__Work to do__. Copy every one of the entries below line for line, changing nothing.
↓↓↓
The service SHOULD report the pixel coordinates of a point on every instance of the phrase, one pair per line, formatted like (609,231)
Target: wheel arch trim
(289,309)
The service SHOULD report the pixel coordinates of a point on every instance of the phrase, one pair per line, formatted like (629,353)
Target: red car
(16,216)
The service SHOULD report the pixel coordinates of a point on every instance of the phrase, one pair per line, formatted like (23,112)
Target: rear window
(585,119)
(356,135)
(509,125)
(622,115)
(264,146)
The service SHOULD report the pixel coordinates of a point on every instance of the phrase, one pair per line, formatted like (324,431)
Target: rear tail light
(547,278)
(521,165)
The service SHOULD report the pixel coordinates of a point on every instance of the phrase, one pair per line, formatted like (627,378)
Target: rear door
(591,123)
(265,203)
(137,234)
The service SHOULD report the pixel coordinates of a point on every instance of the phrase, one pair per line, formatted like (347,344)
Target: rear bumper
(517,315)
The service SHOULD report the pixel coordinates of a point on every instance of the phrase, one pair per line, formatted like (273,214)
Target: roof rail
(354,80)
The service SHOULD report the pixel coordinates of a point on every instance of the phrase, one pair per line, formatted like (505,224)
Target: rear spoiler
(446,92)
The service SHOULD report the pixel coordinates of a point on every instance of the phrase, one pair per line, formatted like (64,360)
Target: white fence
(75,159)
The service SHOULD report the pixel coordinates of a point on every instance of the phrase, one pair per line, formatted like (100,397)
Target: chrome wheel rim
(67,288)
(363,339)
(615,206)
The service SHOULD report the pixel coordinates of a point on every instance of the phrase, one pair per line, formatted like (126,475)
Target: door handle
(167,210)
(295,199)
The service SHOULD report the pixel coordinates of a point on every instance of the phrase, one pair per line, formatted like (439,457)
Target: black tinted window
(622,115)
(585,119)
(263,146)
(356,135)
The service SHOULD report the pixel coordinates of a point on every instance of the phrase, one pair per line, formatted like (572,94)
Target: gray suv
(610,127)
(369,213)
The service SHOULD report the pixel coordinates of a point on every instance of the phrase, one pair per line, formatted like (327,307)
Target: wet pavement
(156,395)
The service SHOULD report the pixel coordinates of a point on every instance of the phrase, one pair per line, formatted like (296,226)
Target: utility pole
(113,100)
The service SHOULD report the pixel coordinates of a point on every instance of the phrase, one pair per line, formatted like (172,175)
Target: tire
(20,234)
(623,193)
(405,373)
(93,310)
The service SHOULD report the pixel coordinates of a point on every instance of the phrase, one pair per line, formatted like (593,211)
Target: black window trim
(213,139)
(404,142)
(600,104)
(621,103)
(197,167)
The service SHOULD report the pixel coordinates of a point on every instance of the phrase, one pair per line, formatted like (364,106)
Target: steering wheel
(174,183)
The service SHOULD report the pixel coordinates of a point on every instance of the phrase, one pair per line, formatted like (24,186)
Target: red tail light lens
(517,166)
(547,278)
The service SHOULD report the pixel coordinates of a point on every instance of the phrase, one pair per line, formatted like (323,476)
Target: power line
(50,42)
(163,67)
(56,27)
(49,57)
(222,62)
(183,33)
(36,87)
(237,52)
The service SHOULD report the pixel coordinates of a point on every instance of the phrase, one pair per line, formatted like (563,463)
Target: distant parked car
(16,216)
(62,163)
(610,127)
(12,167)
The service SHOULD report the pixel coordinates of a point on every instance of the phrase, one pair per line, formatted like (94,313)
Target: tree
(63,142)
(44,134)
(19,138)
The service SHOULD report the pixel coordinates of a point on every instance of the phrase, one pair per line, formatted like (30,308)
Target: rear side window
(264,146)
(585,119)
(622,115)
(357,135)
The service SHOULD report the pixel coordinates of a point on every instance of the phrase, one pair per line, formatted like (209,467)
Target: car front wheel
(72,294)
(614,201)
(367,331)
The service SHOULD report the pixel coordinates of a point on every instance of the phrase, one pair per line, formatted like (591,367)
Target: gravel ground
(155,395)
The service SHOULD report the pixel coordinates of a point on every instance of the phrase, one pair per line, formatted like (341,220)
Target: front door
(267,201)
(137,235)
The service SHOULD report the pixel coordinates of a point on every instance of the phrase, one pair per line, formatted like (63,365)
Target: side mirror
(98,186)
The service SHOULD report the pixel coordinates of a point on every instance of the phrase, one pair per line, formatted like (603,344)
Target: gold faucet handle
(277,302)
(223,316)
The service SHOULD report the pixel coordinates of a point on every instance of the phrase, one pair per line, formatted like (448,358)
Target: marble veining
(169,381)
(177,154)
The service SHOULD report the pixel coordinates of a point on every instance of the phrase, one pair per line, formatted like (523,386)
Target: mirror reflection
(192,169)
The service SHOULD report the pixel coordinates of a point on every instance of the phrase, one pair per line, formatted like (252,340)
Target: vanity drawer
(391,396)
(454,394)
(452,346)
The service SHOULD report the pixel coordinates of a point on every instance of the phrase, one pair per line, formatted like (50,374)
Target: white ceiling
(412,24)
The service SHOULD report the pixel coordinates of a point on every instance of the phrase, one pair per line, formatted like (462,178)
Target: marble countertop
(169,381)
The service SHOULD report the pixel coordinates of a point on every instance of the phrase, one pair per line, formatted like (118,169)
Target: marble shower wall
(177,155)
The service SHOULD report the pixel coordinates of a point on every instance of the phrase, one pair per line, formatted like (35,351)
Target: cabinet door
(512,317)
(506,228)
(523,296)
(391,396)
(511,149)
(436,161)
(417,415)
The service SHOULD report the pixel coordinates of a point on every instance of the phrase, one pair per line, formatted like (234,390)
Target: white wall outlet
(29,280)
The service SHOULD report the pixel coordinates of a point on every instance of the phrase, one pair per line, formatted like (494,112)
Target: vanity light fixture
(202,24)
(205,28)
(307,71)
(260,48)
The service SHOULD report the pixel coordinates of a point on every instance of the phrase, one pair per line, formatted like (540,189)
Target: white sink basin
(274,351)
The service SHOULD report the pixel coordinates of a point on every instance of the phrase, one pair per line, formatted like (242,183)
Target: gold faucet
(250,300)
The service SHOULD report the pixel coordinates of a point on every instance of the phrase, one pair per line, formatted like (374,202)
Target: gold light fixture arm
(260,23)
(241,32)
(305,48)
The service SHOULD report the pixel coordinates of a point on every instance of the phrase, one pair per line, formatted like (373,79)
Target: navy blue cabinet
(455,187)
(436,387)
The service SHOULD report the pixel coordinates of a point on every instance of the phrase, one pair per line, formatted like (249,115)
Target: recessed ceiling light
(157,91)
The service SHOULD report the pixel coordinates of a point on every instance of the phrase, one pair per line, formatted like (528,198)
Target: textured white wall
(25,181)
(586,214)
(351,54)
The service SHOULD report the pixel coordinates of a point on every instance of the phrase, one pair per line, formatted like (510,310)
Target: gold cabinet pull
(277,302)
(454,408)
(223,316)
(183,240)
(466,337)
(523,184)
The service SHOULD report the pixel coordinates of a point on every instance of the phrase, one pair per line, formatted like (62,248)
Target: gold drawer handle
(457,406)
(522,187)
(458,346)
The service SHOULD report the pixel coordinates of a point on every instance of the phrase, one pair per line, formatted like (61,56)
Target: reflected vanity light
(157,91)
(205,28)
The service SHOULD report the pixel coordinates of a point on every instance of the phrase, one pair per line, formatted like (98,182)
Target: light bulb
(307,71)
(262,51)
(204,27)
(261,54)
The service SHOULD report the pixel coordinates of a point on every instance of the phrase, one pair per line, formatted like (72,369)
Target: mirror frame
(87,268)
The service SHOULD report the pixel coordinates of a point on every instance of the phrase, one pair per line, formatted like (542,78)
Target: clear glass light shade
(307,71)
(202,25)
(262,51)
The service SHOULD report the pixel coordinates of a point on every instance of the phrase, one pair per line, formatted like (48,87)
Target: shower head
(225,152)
↑↑↑
__Solution to the exercise__.
The service SHOULD report the pixel coordinates of a point on every instance of the phrase, one pair per line, formatted like (609,231)
Target: wheel arch trim
(289,309)
The service SHOULD report the pixel coordinates of a point on every instance of the phrase, one pair per line, formatted like (629,353)
Target: red car
(16,216)
The service SHOULD report the pixel coordinates of a point on every instance of the phrase, one pair per line, formatted like (23,112)
Target: rear window
(585,119)
(356,135)
(509,125)
(622,115)
(264,146)
The service SHOULD report the pixel coordinates of a point on every instance of the phrase, one pair per line, formatted like (324,431)
Target: rear tail light
(547,278)
(521,165)
The service SHOULD report the pixel coordinates of a point on every instance of the phrase, one pair per line, formatted like (627,378)
Target: rear door
(591,123)
(265,203)
(137,234)
The service SHOULD report the pixel coordinates of a point on every instance of the phrase, one pair per line, formatted like (347,344)
Target: rear bumper
(517,315)
The service SHOULD report the pixel coordinates of a point on every instance of the phrase, one pair per line, formatted like (273,214)
Target: roof rail
(354,80)
The service SHOULD report the pixel coordinates of a point on every instance of the phrase, one pair per line, formatted like (505,224)
Target: rear spoiler
(446,92)
The service SHOULD report the pixel coordinates of a point on every instance of the phrase, one pair per line, formatted like (64,360)
Target: white fence
(75,159)
The service SHOULD report the pixel coordinates of a point on every instance of the phrase, one pair per line, formatted like (100,397)
Target: chrome wheel rim
(67,288)
(363,339)
(615,206)
The service SHOULD report the pixel coordinates of a point on every instance of the phrase, one pair per line, formatted like (126,475)
Target: door handle
(167,210)
(295,199)
The service SHOULD report the pixel coordinates of a point on every instance of the phrase, one pair per line, formatted like (439,457)
Target: black tinted window
(622,115)
(585,119)
(263,146)
(356,135)
The service SHOULD report the pixel coordinates of a point on every instance of the phrase, one pair per line, formatted like (572,94)
Target: gray suv
(610,127)
(369,213)
The service SHOULD report the pixel coordinates of a point on every instance of the phrase, one pair per line, formatted like (327,307)
Target: wet pavement
(156,395)
The service SHOULD report the pixel coordinates of a point on every instance of the phrase, one pair per line, formatted like (296,226)
Target: utility pole
(113,100)
The service SHOULD report the pixel coordinates of a point on every instance of the phrase, one pair per line, formatted like (172,175)
Target: tire
(20,234)
(623,193)
(405,373)
(93,310)
The service SHOULD report the pixel coordinates of a point on every instance of the phrase, one pair per line, formatted like (593,211)
Target: black window trim
(213,139)
(404,142)
(600,104)
(621,103)
(197,167)
The service SHOULD report the pixel coordinates of a point on every instance of the phrase, one pair per line, formatted like (364,106)
Target: steering wheel
(174,183)
The service SHOULD report the pixel coordinates of a point on every instance of the phrase, one pair per line, formatted like (24,186)
Target: red tail light lens
(517,166)
(547,278)
The service SHOULD report the pixel coordinates of a point on every instance of the phrase, one pair per line, formatted like (323,476)
Target: power line
(50,42)
(163,67)
(56,27)
(49,57)
(222,62)
(183,33)
(36,87)
(237,52)
The service SHOULD report the pixel coordinates of a point on every instance of the phrase, one pair per line, formatted like (563,463)
Target: distant parked car
(16,216)
(62,163)
(610,127)
(12,167)
The service SHOULD report the pixel coordinates of a point on every instance of the phrase, one pair per line, formatted like (94,313)
Target: tree
(63,142)
(44,134)
(19,138)
The service SHOULD report the pixel coordinates of a point on every instance of the phrase, one pair per line, formatted like (30,308)
Target: rear side window
(264,146)
(585,119)
(622,115)
(357,135)
The service SHOULD report the pixel coordinates of a point on every instance of the phrase, one pair per line, formatted like (209,467)
Target: car front wheel
(72,294)
(614,201)
(367,331)
The service SHOULD report the pixel coordinates of a point on every instance of the phrase, one pair per line, formatted like (591,367)
Target: gravel ground
(155,395)
The service SHOULD report the pixel coordinates of a point on every instance of the phrase, one pair per line, formatted like (341,220)
Target: front door
(267,201)
(137,235)
The service SHOULD report the pixel coordinates of a point on every instance of the phrase, one pair per line, formatted like (63,365)
Target: side mirror
(98,186)
The service SHOULD report the pixel coordinates of a point on every instance of the phrase, one pair per line, formatted like (603,344)
Target: gold faucet handle
(277,302)
(223,316)
The service SHOULD report the pixel coordinates of a point on every instance of the phrase, one pair per line, formatted like (448,358)
Target: marble veining
(169,381)
(177,154)
The service SHOULD report the pixel coordinates of a point on every instance of the phrase, one pair per line, formatted like (523,386)
Target: mirror reflection
(192,169)
The service SHOULD report the pixel coordinates of a point on every instance of the phrase, one pair per line, formatted like (252,340)
Target: vanity drawer
(391,396)
(454,394)
(452,346)
The service SHOULD report the pixel coordinates of a point on every instance of the phrase, one pair per line, formatted like (50,374)
Target: white ceiling
(412,24)
The service SHOULD report the pixel coordinates of a point on every instance of the phrase, one pair per line, formatted like (462,178)
Target: marble countertop
(169,381)
The service SHOULD report the pixel coordinates of a point on every instance of the phrase, one pair per line, formatted like (118,169)
Target: marble shower wall
(177,155)
The service SHOULD report the pixel coordinates of a point on every instance of the phrase, one pair per line, formatted like (35,351)
Target: cabinet door
(512,317)
(506,228)
(523,296)
(391,396)
(511,149)
(436,161)
(417,415)
The service SHOULD report the pixel coordinates of a point on every instance of the phrase, one pair per line, formatted like (234,390)
Target: white wall outlet
(29,280)
The service SHOULD report the pixel coordinates of a point on every instance of the phrase, one pair per line, formatted like (494,112)
Target: vanity light fixture
(202,24)
(205,28)
(307,71)
(260,48)
The service SHOULD report the pixel coordinates of a point on every instance of the phrase, one pair per line, formatted like (540,189)
Target: white sink basin
(274,351)
The service SHOULD report the pixel coordinates of a point on every instance of the phrase, one pair per line, formatted like (242,183)
Target: gold faucet
(250,300)
The service SHOULD report the pixel coordinates of a point on every instance of the phrase, one pair per line, formatted like (374,202)
Target: gold light fixture arm
(260,23)
(241,32)
(305,48)
The service SHOULD report the pixel coordinates of a point on every instance of the phrase, one pair per line, formatted like (373,79)
Target: navy blue cabinet
(455,187)
(436,387)
The service SHOULD report the pixel coordinates of a point on every instance of the phrase, one pair per line, formatted like (249,115)
Target: recessed ceiling light
(157,91)
The service SHOULD report the pixel coordinates of a point on every instance of the phrase, one pair per line, formatted like (528,198)
Target: textured white wall
(25,181)
(586,214)
(351,54)
The service SHOULD report the pixel coordinates of a point on every instance of the phrase, one pair per line, formatted like (510,310)
Target: gold cabinet pull
(277,302)
(454,408)
(223,316)
(183,240)
(466,337)
(523,184)
The service SHOULD report the pixel coordinates of a point on every instance of the phrase, one pair per line, formatted like (62,248)
Target: gold drawer handle
(457,406)
(522,187)
(458,346)
The service SHOULD report the pixel coordinates of a point on every instance of the phrase, one pair per line, formatted like (61,56)
Target: reflected vanity light
(157,91)
(205,28)
The service SHOULD report the pixel coordinates of a point on every instance of the phrase, one pair per line, formatted like (98,182)
Target: light bulb
(307,71)
(262,51)
(204,27)
(261,54)
The service SHOULD report the pixel coordinates of a point on every instance of the phrase, one pair per line, formatted like (72,369)
Target: mirror frame
(87,268)
The service SHOULD report the pixel coordinates of a point on every instance of the phrase, one pair per line, formatted like (542,78)
Target: clear glass light shade
(307,71)
(202,25)
(262,51)
The service SHOULD report the pixel coordinates of a point on every instance of the phrase, one pair per line, formatted like (48,87)
Target: shower head
(225,152)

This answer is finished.